» Fragment tekstu:
────────
PMW Wielka marynarka jest...

Wszelkie tematy związane z PMW

Moderatorzy: crolick, Marmik

CHRIS
Posty: 397
Rejestracja: 2004-01-05, 21:51

Post autor: CHRIS »

Hallo Crolick!
wedlug mnie relacja(przesluchanie) de Waldena z X'39 roku wydaje sie najblizsza prawdy (pozniejsze po wojenne stawaly sie coraz barwniejsze pod publikum) dlaczego:
1.pisana zaraz po wydarzeniach (miesiac po),
2.przedstawial fakty/wydarzenia ktore byly rowniez znane drugiej stronie 3.nie mogl zmyslac i musial trzymac sie faktow bo nie mogl wiedziec czy inni oficerowie nie byli juz przesluchiwani albo jeszcze beda...a wiec mogl tylko mowic to co naprawde wiedzial (oczywiscie ten czy inny fakt inaczej przedstawic.....przyklad: trafienie "GR" w maszynownie gdzie pisze ze: FregKpt. de Walden uwaza ze skutki byly raczej nie duze", chociaz sadze ze napewno wiedzial jak bylo naprawde (pozar); pominal / nie wspomnial drugie trafienie;
ucieczke Dalmierzysty "GR" ze stanowiska przestawil jako problemy z centrala Artyleryjska......

Nie sadze ze takie fakty jak podaje de Walden: ze 5 salwa nakryla "W" trafiajac jednak molo przyczym odlamki uszkodzily wszystkie trzy kominy....tak sobie wymyslil, nie wiem dlaczego mial wymyslic ze to "GF" zaczal jako pierwszy strzelac? w/g protokolu podal d'Walden: ...."walka od momentu zobaczenia okretow az do znikniecia z widoku trwala 20-25 minut" .....sadze ze tutaj podal by przynajmniej o stojacym okrecie ktory czekal kilka godzin na odholowanie! tego by sobie nie odmowil?
A powojenne relacje np.: Hryniewiecki przybyl na okret "W" i namawial deWalden zeby wyplynac...cos takiego pisal na serio! czyzby Hryniewiecki nie wiedzial ze "W" mial wygaszone kotly!! ??

Po 60 latach napisano juz tyle ksiazek o niemieckich niszczycielach i torpedowcach, i przejrzano wszystkie KTB tych okretow (to jest podstawa do takich ksiazek) i nigdzie do tej pory nikt nic o takich uszkodzeniach nie znalazl, a sa tam praktycznie wszystkie sprawy jakie sie na okrecie zdarzyly zaczynajac "od bolu zeba czlonkow zalogi", dlatego sadze ze to moze byc taki "Navarino syndrom".

Ch.
karolk

Post autor: karolk »

Navarino syndrom? nie przypominam sobie, żeby jakakolwiek polska flota dostała baty pod Navarino... :P zresztą zdaje się wtedy nie mieliśmy floty... bo jeżeli wywód z MSiO interpretujący fakty historyczne na zasadzie, nie ma papierów, nie ma faktu, to tylko ośmieszasz współczesną myśl badawczą w Polsce. :roll:
Awatar użytkownika
crolick
Posty: 4095
Rejestracja: 2004-01-05, 20:18
Lokalizacja: Syreni Gród
Kontakt:

Post autor: crolick »
────────
» Zarejestrowane dane:
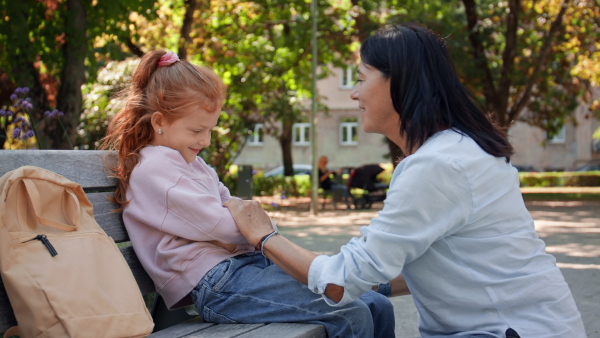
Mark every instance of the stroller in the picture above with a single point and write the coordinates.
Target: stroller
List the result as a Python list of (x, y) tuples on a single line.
[(365, 178)]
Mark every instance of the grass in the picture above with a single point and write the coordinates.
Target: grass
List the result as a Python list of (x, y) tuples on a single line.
[(561, 197), (561, 193)]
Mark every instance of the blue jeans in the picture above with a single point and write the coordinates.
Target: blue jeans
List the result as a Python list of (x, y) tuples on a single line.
[(251, 289)]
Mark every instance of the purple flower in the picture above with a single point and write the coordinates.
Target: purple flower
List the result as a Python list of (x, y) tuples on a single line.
[(28, 134), (16, 133), (27, 105)]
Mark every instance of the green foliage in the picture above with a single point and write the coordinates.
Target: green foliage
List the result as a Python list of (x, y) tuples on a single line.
[(560, 179), (506, 81), (100, 101)]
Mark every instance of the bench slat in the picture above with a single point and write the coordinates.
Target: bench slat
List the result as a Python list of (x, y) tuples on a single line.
[(287, 330), (183, 329), (82, 166), (144, 282), (7, 317), (111, 222)]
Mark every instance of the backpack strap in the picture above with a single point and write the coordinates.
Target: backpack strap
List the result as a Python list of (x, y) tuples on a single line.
[(34, 197)]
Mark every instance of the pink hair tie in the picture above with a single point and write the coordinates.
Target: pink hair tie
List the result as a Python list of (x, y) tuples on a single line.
[(168, 59)]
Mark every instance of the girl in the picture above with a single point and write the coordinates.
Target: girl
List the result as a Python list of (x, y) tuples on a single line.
[(172, 208), (454, 230)]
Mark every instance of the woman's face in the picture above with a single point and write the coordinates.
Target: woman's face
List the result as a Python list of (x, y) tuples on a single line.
[(375, 102)]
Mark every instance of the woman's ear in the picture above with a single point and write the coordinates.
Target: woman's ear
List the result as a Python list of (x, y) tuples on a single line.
[(158, 120)]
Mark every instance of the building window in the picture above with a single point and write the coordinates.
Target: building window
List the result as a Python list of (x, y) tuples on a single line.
[(256, 138), (560, 137), (301, 134), (347, 77), (349, 132)]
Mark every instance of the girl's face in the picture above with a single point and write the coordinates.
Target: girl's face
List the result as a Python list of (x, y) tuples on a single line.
[(375, 102), (188, 134)]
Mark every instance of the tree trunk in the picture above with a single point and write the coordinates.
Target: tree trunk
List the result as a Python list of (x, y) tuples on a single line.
[(26, 75), (285, 140), (63, 132)]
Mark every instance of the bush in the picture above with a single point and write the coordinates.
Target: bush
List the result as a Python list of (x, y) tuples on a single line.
[(560, 179)]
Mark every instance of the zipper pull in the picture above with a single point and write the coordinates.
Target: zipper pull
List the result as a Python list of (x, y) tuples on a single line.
[(48, 245), (46, 242)]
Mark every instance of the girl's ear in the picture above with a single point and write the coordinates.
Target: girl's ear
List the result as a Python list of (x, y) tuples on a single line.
[(157, 120)]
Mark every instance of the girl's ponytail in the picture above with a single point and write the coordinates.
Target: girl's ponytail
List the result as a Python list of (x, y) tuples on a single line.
[(130, 130), (172, 88)]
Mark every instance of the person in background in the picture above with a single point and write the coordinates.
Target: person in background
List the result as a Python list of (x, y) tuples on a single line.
[(454, 230), (186, 240), (327, 184)]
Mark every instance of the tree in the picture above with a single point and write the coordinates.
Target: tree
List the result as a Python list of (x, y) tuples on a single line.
[(524, 60), (51, 43)]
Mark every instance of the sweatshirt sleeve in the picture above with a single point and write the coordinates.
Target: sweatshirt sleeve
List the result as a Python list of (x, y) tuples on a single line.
[(197, 213)]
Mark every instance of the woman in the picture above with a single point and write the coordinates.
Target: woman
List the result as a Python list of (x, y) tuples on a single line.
[(454, 224)]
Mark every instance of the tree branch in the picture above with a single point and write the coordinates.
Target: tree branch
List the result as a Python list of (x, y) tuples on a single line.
[(186, 28), (489, 90), (545, 50), (135, 49), (508, 59)]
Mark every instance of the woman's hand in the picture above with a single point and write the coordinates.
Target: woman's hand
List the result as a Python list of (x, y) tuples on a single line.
[(251, 219)]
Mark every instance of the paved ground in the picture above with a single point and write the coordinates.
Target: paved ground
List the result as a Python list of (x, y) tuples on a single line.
[(571, 231)]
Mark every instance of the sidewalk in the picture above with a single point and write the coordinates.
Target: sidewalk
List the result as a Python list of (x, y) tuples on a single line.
[(570, 229)]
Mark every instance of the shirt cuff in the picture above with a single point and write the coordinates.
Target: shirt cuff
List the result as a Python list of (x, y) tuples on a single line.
[(314, 275)]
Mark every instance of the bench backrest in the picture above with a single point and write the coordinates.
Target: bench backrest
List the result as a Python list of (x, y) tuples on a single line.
[(87, 168)]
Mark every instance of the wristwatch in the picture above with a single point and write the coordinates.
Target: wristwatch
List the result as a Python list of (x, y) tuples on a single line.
[(385, 289)]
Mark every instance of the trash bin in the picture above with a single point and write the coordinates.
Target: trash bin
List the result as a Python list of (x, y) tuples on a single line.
[(245, 182)]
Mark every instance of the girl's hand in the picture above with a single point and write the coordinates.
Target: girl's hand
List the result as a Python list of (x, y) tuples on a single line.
[(251, 219), (228, 247)]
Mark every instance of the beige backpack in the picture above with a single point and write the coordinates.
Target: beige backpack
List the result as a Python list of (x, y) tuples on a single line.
[(63, 275)]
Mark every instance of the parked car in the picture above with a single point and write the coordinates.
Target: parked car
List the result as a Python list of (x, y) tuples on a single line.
[(589, 167), (299, 169)]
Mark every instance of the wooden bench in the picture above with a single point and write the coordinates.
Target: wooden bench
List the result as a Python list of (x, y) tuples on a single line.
[(86, 167)]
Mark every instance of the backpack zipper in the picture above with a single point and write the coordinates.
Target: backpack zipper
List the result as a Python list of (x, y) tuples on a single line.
[(46, 242)]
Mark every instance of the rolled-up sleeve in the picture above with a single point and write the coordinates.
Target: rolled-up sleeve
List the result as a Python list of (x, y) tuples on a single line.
[(428, 198)]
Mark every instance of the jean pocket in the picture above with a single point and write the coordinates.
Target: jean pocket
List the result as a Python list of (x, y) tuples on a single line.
[(216, 277), (210, 316)]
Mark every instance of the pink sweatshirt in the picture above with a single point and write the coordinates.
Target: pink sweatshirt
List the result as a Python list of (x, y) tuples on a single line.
[(174, 209)]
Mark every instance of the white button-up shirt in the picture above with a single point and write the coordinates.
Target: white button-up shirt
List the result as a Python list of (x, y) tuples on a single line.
[(455, 225)]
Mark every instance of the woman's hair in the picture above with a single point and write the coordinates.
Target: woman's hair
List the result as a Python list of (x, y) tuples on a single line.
[(425, 89), (173, 90)]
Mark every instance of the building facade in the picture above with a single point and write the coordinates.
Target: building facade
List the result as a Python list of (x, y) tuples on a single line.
[(339, 136)]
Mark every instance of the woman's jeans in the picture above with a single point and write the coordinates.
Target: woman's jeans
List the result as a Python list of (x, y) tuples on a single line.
[(251, 289)]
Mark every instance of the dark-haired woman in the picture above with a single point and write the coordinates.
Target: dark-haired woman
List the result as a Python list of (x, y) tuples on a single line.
[(454, 229)]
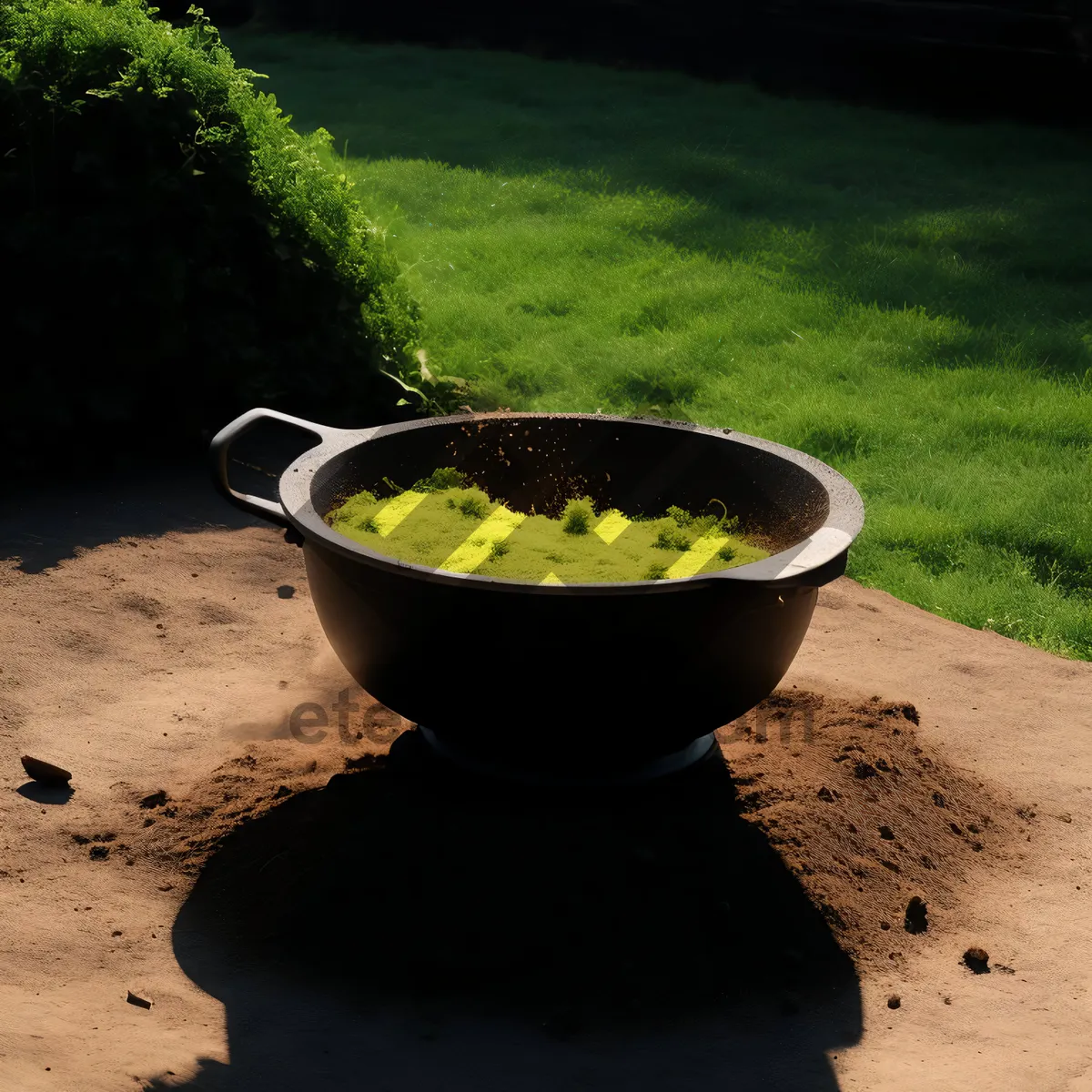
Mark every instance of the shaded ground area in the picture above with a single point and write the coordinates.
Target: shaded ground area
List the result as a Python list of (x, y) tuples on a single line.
[(610, 920), (332, 911)]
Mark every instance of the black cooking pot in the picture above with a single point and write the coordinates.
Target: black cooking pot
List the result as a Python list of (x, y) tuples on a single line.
[(607, 682)]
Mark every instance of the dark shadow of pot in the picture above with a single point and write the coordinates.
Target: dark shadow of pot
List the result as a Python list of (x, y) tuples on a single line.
[(410, 927)]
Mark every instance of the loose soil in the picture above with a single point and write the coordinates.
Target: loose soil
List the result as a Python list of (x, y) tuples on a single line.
[(228, 896)]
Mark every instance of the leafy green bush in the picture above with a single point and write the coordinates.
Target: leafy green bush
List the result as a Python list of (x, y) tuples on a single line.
[(174, 251)]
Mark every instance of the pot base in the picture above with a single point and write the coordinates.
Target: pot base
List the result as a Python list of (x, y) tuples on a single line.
[(649, 771)]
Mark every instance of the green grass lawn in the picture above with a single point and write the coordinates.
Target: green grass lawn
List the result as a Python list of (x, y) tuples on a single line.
[(907, 299)]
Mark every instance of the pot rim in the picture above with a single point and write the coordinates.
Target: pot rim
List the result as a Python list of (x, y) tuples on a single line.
[(844, 520), (820, 551)]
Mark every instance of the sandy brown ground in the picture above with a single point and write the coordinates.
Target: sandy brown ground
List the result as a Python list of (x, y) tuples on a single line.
[(672, 945)]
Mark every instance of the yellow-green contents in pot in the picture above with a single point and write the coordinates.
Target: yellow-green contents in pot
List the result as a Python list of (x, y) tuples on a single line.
[(443, 523)]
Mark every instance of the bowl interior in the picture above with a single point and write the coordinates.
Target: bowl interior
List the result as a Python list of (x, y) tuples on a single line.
[(639, 467)]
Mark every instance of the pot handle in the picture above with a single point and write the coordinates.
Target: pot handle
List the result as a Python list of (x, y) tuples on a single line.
[(222, 441)]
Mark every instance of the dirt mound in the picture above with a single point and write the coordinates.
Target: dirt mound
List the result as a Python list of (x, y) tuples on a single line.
[(871, 822)]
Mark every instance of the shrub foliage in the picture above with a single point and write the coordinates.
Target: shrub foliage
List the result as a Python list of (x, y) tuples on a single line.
[(175, 252)]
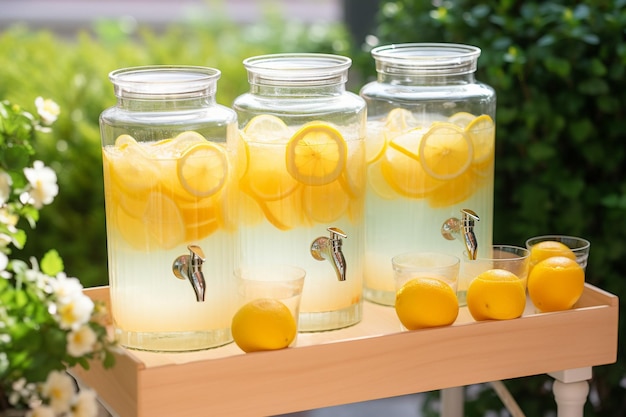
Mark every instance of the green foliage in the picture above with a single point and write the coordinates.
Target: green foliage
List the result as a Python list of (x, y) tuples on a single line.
[(74, 73), (558, 68)]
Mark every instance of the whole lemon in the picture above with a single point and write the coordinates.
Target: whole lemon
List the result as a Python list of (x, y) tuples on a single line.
[(263, 324), (556, 283), (426, 302), (548, 249), (496, 294)]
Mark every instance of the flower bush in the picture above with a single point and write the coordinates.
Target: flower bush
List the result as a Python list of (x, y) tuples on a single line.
[(47, 323)]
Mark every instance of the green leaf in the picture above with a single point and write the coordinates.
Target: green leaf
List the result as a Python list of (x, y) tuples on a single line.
[(51, 264)]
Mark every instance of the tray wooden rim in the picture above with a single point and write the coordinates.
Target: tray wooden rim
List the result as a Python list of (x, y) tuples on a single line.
[(368, 361)]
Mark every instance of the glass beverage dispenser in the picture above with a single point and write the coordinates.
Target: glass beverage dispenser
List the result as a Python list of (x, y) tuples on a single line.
[(303, 189), (430, 158), (168, 181)]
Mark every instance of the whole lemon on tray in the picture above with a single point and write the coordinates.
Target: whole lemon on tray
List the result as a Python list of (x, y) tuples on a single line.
[(426, 302), (263, 324), (496, 294), (556, 283)]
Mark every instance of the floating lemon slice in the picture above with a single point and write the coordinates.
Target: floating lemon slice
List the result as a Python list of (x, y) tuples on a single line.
[(445, 151), (316, 154), (482, 133), (131, 167), (203, 169), (266, 128)]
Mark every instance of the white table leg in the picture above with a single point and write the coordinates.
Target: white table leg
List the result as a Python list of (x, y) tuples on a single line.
[(452, 402), (570, 391)]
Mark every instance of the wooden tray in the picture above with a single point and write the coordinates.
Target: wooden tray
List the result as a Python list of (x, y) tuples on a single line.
[(371, 360)]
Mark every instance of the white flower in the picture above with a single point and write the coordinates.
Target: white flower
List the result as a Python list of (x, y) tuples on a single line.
[(47, 109), (66, 288), (43, 185), (85, 404), (5, 187), (59, 390), (4, 261), (75, 312), (41, 411), (81, 341)]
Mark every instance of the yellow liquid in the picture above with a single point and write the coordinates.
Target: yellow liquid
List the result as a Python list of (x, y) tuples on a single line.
[(281, 217), (154, 210), (406, 207)]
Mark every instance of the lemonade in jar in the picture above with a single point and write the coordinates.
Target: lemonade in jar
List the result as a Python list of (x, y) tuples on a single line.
[(168, 158), (302, 192), (430, 152)]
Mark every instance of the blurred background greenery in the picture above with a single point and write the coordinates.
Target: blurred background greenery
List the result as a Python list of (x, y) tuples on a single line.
[(558, 68)]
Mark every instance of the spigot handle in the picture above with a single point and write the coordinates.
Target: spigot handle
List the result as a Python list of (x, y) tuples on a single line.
[(189, 267), (197, 255), (324, 248), (468, 217), (463, 230), (336, 233)]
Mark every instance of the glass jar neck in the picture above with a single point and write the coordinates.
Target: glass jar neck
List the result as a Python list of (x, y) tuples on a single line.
[(298, 74), (165, 87), (426, 64)]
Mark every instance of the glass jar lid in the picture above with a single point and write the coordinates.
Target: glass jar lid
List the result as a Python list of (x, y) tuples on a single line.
[(163, 81), (426, 59), (297, 69)]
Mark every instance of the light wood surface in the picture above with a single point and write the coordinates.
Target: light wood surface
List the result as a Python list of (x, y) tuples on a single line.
[(373, 359)]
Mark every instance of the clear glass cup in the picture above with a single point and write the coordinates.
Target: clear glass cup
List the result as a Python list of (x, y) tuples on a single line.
[(278, 282), (425, 107), (305, 180), (579, 246), (438, 265), (514, 259), (168, 155)]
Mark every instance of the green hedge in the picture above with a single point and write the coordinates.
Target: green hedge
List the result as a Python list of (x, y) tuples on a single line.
[(558, 68)]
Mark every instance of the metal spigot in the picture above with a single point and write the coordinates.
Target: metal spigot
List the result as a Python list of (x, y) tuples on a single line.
[(463, 230), (324, 248), (189, 267)]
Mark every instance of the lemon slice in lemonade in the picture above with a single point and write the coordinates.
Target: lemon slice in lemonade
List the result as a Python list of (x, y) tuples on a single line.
[(203, 169), (445, 151), (482, 133), (316, 154), (266, 128)]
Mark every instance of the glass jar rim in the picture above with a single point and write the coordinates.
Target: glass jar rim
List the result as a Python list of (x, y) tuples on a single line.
[(159, 81), (426, 58), (297, 68)]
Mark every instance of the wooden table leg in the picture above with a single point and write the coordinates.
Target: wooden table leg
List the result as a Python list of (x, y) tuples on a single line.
[(570, 390), (452, 402)]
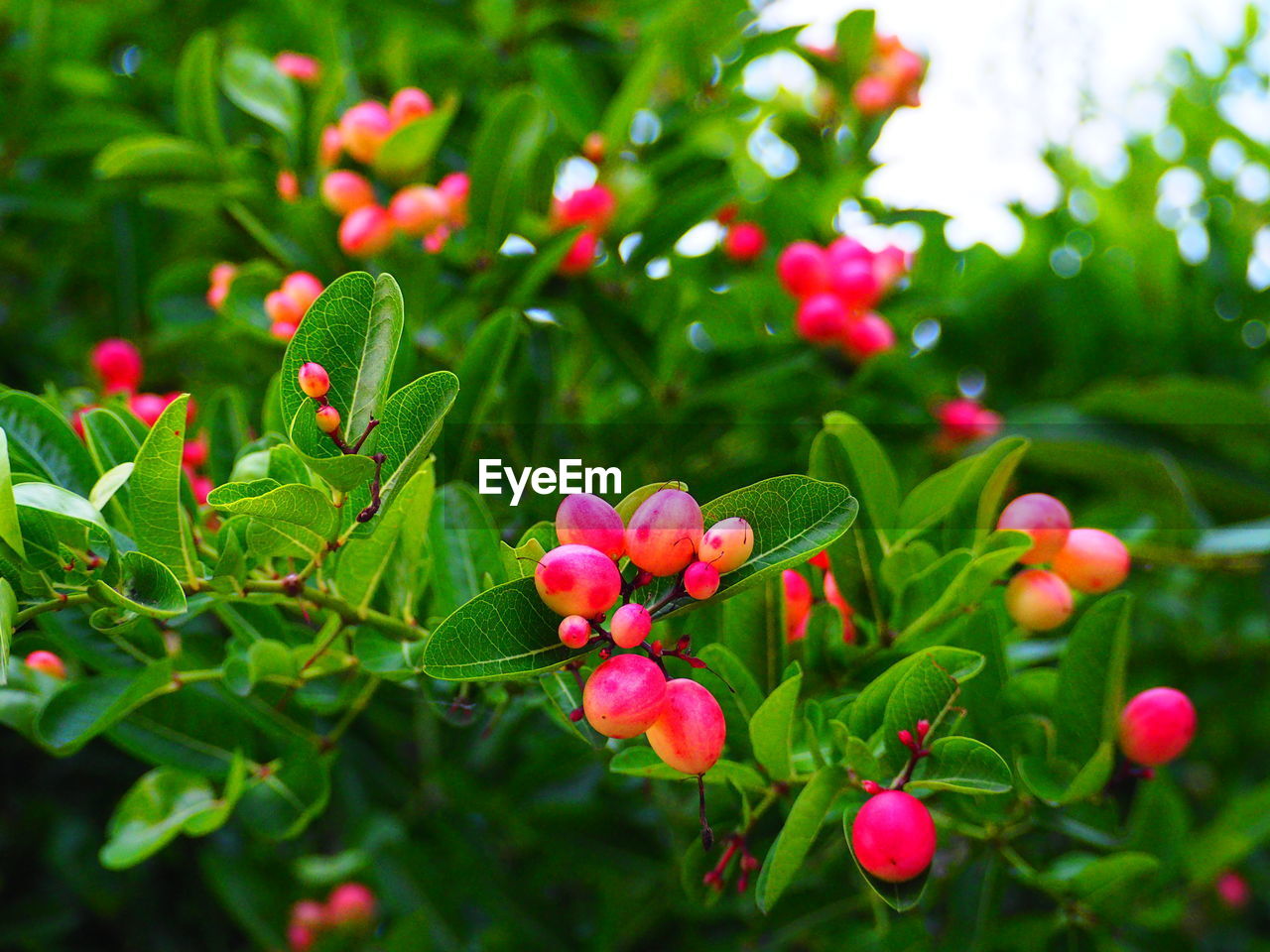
────────
» Polecenie 1:
Przepisz bez żadnych zmian część fragmentu tekstu, która otwiera się słowami zawierającymi "Hallo Crolick!" i zamyka na "z centrala Artyleryjska......".
» Polecenie 2:
Odpowiedz krótko na podstawie fragmentu tekstu:
(a) Jak długo po wydarzeniach spisano relację de Waldena z 1939 roku?
(b) Ile kominów uszkodziły odłamki według relacji de Waldena o piątej salwie?
(c) Po ilu latach, jak podaje wpis, napisano już tyle książek o niemieckich niszczycielach i torpedowcach?
Dane nie mają żadnego związku z tekstem.

» Wynik 1:
Hallo Crolick!
wedlug mnie relacja(przesluchanie) de Waldena z X'39 roku wydaje sie najblizsza prawdy (pozniejsze po wojenne stawaly sie coraz barwniejsze pod publikum) dlaczego:
1.pisana zaraz po wydarzeniach (miesiac po),
2.przedstawial fakty/wydarzenia ktore byly rowniez znane drugiej stronie 3.nie mogl zmyslac i musial trzymac sie faktow bo nie mogl wiedziec czy inni oficerowie nie byli juz przesluchiwani albo jeszcze beda...a wiec mogl tylko mowic to co naprawde wiedzial (oczywiscie ten czy inny fakt inaczej przedstawic.....przyklad: trafienie "GR" w maszynownie gdzie pisze ze: FregKpt. de Walden uwaza ze skutki byly raczej nie duze", chociaz sadze ze napewno wiedzial jak bylo naprawde (pozar); pominal / nie wspomnial drugie trafienie;
ucieczke Dalmierzysty "GR" ze stanowiska przestawil jako problemy z centrala Artyleryjska......

» Wynik 2:
(a) Miesiąc po wydarzeniach.
(b) Wszystkie trzy.
(c) Po 60 latach.